CA GRENOBLE (1re ch. civ.), 11 octobre 2016
CERCLAB - DOCUMENT N° 6329
CA GRENOBLE (1re ch. civ.), 11 octobre 2016 : RG n° 14/01745
Publication : Jurica
Extrait : « Le code de la consommation s'applique, en vertu de l'article L. 311-1 du code de la consommation, aux emprunteurs, personne physique ou morale, autres que les personnes morales de droit public, pourvu que l'opération ne soit pas destinée à financer les besoins d'une activité professionnelle, la location avec option d'achat étant assimilée, selon l'article L 312-2 (anciennement L. 311-2), aux opérations de crédit.
Aux termes de ses statuts, le syndicat CGT des PTT de l'Isère a pour but « la défense des droits et intérêts matériels et moraux des salariés, retraités et salariés privés d'emploi (...), la promotion dans l'entreprise d'une activité syndicale (...), l'organisation de la solidarité morale et matérielle des salariés (...), la promotion des activités sociales, sportives et culturelles ». Il dispose à cet effet de ressources financières « cotisations » et peut recevoir des subventions, dons et legs. Ainsi, quand bien même il ne poursuit aucun but lucratif, il exerce une activité qui s'apparente à une activité professionnelle.
La location avec option d'achat d'un dupli copieur s'inscrit dans l'exercice de cette activité.
Le syndicat a d'ailleurs expressément reconnu cette destination, lors de la conclusion du contrat, en apposant sa signature à proximité immédiate de la clause suivante, parfaitement lisible : « Le locataire après avoir pris connaissance des conditions particulières de la location et des conditions générales au verso certifie que le bien loué est destiné exclusivement aux besoins de son activité professionnelle et qu'il est en rapport direct avec celui-ci ».
C'est donc à bon droit que le tribunal a dit que les dispositions du code de la consommation ne s'appliquaient pas. »
AU NOM DU PEUPLE FRANÇAIS
COUR D’APPEL DE GRENOBLE
PREMIÈRE CHAMBRE CIVILE
ARRÊT DU 11 OCTOBRE 2016
ÉLÉMENTS D’IDENTIFICATION DE LA DÉCISION (N.B. : mention ne figurant pas sur l’original)
R.G. n° 14/01745. Appel d'une décision (R.G. n° 11/02345) rendue par le Tribunal de Grande Instance de GRENOBLE en date du 24 mars 2014, suivant déclaration d'appel du 3 avril 2014.

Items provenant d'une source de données
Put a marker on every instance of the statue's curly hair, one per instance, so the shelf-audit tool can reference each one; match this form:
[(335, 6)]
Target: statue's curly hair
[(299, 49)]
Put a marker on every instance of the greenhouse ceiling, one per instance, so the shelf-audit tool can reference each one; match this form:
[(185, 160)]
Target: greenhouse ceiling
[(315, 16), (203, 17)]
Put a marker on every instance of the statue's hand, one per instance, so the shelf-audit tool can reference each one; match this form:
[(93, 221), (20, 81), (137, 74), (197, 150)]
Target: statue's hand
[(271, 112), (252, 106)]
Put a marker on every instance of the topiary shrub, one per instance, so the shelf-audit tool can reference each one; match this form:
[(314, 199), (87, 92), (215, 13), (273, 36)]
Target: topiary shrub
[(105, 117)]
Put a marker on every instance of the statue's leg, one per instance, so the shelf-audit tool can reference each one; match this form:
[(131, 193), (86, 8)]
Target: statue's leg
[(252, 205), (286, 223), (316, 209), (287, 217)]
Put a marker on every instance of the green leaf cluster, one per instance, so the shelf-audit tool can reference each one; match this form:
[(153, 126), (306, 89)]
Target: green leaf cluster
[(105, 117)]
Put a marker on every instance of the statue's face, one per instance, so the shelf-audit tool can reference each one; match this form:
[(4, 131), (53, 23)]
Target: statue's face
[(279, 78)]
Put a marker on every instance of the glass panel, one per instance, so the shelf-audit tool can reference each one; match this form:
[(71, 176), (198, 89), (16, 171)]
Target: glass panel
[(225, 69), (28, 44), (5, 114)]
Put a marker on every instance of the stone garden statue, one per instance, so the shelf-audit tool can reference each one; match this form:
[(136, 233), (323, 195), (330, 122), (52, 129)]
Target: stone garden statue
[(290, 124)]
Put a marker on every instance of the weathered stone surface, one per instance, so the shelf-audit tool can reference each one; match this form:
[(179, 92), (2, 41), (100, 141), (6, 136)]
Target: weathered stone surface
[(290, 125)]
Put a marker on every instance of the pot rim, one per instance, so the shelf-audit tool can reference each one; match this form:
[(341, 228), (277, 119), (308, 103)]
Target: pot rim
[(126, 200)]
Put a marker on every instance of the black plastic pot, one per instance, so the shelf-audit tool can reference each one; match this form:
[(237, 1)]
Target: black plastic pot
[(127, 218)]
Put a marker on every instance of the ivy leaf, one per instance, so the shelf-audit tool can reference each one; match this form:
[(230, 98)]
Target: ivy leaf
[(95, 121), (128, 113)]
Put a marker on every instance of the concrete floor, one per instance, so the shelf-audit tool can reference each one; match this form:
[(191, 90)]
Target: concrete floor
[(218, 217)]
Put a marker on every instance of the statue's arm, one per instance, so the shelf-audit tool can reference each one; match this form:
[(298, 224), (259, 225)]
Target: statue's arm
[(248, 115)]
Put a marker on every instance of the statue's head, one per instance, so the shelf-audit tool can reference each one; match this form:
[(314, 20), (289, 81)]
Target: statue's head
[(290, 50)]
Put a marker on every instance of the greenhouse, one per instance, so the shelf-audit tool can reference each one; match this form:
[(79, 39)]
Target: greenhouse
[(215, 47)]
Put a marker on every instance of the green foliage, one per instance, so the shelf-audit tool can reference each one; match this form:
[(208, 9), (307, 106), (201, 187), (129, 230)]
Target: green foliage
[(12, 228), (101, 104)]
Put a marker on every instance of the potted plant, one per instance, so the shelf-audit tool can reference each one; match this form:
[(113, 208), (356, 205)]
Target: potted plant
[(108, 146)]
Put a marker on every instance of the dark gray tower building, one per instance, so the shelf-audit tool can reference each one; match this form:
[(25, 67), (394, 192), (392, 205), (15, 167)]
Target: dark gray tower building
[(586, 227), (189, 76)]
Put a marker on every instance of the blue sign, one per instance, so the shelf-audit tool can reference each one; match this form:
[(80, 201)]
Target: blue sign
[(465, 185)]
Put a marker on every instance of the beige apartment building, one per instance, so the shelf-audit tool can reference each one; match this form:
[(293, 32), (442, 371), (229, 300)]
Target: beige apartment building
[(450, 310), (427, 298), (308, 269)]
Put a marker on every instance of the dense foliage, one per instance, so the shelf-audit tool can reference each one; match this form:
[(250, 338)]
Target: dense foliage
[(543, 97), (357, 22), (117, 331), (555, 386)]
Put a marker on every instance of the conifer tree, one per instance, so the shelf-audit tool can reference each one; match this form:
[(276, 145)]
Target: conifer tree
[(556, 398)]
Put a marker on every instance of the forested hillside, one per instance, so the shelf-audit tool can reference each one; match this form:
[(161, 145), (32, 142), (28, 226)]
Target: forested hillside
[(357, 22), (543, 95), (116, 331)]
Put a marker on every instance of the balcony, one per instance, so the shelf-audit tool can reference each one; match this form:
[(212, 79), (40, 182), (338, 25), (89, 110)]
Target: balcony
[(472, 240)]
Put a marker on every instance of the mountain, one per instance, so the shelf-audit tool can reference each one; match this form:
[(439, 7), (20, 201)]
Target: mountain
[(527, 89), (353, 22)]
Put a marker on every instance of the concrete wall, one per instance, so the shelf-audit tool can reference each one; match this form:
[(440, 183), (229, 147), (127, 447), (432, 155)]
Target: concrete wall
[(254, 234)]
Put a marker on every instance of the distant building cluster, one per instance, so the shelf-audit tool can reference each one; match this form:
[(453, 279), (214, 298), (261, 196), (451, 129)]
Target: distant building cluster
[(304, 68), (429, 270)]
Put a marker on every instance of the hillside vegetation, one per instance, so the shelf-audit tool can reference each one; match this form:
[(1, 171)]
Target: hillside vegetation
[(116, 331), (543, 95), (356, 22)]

▶ _Consigne_
Selon l'extrait de l'arrêt, pour quelles raisons la cour estime-t-elle que le code de la consommation ne s'applique pas à la location avec option d'achat du dupli copieur par le syndicat ? Répondez en une à trois phrases.

▶ _Réponse attendue_
Ce code ne s'applique que si l'opération ne finance pas les besoins d'une activité professionnelle. Or le syndicat, même sans but lucratif, exerce d'après ses statuts une activité qui s'apparente à une activité professionnelle, et la location du dupli copieur s'inscrit dans cette activité. De plus, il a signé à côté d'une clause certifiant que le bien loué était destiné exclusivement aux besoins de son activité professionnelle.